> **Written instruction a**:
Report how many lines in the records contain the string "face", treating case as significant. Give only the number.
+++ Passage +++
Both fields accept Go duration syntax (`s`, `m`, `h`).

## Tuning

- **Slow PKI backend (ADCS, long `certutil` calls).** Raise both timeouts
  together (e.g. `60s` / `60s`) so a final issuance has time to complete
  before the engine is forced down.
- **Fast rotation, ephemeral instances.** The defaults are appropriate; don't
  lower them below `10s` or you will routinely interrupt healthy work.
- **Stay below your service supervisor's own stop timeout.** Both systemd
  (`TimeoutStopSec`, default `90s`) and the Windows Service Control Manager
  send a hard kill after their own deadline. Keep `shutdown-timeout` and
  `drain-timeout` comfortably below it.

## In-flight ACME requests

A long ACME operation (challenge validation, PKI poll) is allowed to keep
running for the full `shutdown-timeout`. This is intentional — interrupting
mid-request would leave the order in an awkward state for the client. If you
need a hard ceiling on individual request duration, use `server.write-timeout`
(default `30s`).

## After a restart

Run `certeasy audit verify` if the audit log is enabled. The audit chain is
designed to resume cleanly across stop/start, but `verify` confirms that no
gap was introduced and reports the first break otherwise.

Jobs that were still running when the previous instance stopped are picked up
automatically once their lease expires (default `30s`). Nothing manual is
required.
+++
> **Written instruction b**:
Translate this sentence from the passage on shutdown tuning into Spanish: "This is intentional — interrupting mid-request would leave the order in an awkward state for the client."
+++ Data excerpts +++
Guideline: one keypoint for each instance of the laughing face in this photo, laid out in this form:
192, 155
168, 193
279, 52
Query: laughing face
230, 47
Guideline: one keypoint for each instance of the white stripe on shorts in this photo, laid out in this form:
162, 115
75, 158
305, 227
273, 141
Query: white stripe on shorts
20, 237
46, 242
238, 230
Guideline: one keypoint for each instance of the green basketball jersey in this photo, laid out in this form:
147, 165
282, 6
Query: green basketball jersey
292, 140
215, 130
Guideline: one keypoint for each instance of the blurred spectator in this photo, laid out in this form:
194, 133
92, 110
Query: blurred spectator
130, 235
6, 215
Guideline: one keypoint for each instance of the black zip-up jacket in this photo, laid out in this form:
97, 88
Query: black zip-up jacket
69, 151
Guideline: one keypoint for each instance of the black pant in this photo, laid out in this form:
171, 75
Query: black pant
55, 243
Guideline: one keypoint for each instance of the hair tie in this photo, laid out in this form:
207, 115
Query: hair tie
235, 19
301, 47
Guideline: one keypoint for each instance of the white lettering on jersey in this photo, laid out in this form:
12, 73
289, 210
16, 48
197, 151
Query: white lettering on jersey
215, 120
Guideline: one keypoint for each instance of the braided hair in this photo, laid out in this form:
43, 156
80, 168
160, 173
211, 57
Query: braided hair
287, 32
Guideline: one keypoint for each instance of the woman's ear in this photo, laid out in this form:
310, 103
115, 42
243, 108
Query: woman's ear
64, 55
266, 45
+++
+++ Data excerpts +++
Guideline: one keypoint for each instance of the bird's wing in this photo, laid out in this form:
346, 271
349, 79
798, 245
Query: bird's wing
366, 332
+++
> **Written answer a**:
2

> **Written answer b**:
Esto es intencional: interrumpir a mitad de una solicitud dejaría la orden en un estado problemático para el cliente.